[Records drawn from a dataset]
════

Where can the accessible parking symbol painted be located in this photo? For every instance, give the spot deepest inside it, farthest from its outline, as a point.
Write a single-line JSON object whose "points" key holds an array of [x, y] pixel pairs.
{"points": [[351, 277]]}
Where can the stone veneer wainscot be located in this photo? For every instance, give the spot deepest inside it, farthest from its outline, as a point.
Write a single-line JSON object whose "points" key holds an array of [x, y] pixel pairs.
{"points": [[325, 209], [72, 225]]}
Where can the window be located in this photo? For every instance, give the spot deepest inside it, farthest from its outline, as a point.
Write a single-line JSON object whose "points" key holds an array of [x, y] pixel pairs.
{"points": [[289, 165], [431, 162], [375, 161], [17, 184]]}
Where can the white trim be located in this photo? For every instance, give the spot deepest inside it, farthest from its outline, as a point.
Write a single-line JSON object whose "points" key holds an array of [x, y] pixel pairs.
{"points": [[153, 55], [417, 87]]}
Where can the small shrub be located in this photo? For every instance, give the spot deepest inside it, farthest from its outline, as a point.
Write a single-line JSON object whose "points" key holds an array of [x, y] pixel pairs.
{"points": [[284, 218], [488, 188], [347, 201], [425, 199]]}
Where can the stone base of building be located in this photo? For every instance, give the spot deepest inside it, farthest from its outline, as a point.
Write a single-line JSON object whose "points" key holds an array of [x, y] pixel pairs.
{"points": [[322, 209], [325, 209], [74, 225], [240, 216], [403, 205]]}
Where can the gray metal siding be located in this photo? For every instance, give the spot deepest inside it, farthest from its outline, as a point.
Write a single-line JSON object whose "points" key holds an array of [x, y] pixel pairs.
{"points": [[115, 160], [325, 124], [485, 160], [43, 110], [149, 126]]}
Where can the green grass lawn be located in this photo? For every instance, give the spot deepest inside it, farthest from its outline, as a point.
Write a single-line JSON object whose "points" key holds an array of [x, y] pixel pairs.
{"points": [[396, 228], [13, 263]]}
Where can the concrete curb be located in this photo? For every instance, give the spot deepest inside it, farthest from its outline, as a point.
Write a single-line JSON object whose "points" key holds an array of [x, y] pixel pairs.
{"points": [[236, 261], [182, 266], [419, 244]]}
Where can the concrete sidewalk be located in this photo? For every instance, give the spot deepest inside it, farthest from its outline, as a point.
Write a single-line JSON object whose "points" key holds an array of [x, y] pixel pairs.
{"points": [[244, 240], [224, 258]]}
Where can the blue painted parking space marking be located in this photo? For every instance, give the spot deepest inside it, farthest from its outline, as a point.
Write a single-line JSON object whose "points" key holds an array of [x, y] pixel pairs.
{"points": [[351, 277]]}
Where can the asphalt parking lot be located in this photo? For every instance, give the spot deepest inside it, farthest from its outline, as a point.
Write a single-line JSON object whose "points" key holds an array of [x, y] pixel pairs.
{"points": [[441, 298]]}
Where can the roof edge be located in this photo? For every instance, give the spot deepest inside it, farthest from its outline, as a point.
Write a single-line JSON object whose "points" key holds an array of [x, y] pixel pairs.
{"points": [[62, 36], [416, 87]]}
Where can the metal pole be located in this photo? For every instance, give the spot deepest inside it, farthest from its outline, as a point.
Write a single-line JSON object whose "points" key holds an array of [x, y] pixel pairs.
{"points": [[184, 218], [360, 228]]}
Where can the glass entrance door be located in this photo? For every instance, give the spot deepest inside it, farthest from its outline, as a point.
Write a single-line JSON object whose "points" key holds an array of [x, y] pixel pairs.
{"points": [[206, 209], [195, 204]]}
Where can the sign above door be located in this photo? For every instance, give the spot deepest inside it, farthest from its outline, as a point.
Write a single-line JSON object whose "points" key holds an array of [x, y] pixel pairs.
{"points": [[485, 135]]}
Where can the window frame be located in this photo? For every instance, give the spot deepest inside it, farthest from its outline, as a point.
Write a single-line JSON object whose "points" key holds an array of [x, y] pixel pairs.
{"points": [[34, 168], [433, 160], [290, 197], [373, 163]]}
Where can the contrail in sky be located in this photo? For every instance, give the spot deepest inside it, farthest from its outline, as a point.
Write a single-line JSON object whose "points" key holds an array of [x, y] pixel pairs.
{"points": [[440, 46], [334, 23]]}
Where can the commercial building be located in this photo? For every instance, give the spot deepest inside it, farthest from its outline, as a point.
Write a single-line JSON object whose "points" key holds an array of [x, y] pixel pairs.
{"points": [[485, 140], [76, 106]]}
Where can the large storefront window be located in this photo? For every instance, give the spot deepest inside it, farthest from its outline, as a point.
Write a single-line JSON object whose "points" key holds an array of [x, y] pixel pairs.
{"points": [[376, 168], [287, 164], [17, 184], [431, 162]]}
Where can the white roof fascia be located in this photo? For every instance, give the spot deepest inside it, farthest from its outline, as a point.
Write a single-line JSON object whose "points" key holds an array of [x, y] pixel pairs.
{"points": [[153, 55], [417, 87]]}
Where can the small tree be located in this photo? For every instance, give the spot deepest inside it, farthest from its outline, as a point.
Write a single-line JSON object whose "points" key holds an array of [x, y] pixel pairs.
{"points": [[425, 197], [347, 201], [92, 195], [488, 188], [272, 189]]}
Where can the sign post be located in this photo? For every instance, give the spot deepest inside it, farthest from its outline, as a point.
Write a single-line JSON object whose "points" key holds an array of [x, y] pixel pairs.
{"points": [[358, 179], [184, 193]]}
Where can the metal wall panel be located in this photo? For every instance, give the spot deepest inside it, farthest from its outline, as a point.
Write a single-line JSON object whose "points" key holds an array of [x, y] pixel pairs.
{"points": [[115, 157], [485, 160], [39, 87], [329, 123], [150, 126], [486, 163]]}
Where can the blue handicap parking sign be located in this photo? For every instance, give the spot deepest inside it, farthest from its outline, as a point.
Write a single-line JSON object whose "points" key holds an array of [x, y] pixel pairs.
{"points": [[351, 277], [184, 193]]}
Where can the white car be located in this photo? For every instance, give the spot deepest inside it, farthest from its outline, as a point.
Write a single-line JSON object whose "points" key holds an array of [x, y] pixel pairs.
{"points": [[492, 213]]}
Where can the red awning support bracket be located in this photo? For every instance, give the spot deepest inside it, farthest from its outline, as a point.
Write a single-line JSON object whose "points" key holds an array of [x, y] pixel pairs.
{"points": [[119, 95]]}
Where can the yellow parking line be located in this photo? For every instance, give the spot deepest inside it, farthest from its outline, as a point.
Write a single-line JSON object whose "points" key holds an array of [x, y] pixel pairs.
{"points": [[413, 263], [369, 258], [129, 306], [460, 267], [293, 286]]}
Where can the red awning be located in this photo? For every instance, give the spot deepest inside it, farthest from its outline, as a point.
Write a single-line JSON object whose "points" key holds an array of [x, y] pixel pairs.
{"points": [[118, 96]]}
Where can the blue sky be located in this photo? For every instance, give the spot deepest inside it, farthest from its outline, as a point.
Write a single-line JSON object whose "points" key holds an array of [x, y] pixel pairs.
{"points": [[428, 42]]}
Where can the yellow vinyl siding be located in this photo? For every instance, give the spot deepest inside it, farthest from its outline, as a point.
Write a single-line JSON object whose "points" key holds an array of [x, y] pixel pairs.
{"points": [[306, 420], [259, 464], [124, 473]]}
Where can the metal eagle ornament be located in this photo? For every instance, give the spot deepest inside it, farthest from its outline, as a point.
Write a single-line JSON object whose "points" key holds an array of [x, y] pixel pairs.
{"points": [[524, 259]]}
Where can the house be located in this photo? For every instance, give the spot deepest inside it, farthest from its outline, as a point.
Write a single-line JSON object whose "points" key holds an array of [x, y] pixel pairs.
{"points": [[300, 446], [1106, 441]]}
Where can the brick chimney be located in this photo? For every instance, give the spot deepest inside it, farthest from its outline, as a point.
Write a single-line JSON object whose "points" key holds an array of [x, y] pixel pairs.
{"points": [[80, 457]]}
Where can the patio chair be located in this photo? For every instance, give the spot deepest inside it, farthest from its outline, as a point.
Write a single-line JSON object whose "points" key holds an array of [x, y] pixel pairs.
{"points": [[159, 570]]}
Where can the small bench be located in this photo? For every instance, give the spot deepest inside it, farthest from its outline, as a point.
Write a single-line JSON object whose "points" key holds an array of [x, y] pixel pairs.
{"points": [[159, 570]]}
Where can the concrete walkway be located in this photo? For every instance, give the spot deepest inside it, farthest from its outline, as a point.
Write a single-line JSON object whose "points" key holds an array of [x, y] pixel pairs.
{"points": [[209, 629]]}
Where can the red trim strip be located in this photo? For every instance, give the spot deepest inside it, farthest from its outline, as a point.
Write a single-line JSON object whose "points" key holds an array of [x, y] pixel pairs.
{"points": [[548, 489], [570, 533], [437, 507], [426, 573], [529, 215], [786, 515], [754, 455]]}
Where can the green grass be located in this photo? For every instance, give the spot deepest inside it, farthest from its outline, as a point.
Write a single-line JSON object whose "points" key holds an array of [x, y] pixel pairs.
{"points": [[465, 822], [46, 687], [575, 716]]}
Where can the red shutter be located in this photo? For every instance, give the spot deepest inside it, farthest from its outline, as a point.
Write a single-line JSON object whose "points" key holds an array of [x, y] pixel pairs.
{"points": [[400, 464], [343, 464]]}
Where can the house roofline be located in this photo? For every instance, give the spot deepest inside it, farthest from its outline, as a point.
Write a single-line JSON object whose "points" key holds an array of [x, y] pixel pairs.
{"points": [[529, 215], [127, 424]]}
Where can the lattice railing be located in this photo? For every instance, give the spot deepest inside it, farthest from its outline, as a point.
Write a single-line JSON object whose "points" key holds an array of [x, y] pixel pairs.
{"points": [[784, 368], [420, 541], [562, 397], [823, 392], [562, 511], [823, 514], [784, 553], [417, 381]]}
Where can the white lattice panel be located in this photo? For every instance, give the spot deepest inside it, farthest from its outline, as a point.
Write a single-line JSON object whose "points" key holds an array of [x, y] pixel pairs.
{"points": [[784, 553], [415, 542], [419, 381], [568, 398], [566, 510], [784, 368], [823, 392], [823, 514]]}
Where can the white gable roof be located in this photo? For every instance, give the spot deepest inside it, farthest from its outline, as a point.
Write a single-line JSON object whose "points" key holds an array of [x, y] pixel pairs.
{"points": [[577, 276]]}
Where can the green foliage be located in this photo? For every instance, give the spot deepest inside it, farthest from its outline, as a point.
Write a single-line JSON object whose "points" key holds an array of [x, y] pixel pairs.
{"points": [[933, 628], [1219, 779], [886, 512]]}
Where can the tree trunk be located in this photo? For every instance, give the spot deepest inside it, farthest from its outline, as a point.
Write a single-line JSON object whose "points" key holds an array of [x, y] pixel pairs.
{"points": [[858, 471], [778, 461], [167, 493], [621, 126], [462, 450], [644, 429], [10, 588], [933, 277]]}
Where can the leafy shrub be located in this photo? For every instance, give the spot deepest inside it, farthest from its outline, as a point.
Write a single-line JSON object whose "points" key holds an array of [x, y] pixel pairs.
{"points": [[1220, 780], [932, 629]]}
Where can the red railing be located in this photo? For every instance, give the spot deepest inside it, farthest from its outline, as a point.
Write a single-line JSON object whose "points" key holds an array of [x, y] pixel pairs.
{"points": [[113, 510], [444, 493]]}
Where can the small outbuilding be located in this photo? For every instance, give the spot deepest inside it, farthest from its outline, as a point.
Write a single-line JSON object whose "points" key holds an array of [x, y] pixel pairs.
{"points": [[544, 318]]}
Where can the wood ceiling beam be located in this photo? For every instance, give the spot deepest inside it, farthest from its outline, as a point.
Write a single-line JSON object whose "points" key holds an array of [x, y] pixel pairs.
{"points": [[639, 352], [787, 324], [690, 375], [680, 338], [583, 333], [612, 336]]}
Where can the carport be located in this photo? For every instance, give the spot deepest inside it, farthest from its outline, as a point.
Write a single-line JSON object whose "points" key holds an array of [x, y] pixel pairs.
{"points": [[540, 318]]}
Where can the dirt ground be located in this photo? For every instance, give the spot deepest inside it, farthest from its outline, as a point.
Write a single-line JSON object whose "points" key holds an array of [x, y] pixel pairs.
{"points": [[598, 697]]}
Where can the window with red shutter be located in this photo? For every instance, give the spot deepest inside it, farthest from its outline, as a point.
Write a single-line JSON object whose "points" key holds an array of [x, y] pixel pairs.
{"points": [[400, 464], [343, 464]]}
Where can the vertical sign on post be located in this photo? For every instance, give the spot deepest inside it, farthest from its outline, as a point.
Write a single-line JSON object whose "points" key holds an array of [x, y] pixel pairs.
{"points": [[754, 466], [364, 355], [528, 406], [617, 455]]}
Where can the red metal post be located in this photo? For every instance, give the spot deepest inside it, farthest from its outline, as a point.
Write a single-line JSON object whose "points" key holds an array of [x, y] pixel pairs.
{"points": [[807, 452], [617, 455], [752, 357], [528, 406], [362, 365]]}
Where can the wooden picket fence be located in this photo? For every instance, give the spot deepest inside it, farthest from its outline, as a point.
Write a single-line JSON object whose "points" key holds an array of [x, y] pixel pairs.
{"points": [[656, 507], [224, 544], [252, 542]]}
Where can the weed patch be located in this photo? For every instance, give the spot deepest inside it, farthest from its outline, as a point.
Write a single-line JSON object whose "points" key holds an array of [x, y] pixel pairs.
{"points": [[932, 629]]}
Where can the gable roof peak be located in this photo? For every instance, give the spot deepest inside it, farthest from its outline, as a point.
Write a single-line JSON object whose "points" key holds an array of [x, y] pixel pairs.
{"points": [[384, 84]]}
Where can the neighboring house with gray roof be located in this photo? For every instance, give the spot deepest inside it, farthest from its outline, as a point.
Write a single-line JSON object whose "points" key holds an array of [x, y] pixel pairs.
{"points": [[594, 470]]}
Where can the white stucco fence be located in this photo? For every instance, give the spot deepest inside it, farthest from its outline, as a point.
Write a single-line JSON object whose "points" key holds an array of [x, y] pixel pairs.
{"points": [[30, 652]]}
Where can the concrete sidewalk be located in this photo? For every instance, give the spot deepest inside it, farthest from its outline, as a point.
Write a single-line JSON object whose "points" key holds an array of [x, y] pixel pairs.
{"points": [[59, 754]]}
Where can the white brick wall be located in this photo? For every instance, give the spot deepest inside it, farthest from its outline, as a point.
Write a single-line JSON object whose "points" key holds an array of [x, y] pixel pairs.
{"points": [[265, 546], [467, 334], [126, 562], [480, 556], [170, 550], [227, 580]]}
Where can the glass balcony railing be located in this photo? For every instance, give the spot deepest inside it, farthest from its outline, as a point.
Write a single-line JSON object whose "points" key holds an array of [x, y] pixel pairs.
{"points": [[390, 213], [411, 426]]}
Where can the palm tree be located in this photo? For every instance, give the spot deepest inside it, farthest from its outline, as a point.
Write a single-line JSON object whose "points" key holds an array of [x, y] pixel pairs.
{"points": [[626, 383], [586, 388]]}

════

Directions for this task: Lines with "wall" in the records above: copy every one of them.

Result:
Where can the metal wall panel be located in this photo? For every instance, give the spot deepest inside it, farthest from its outline, as a point.
Where can the white brick wall be located in this photo? For every instance, give the spot deepest inside it, farthest from its outline, as a point.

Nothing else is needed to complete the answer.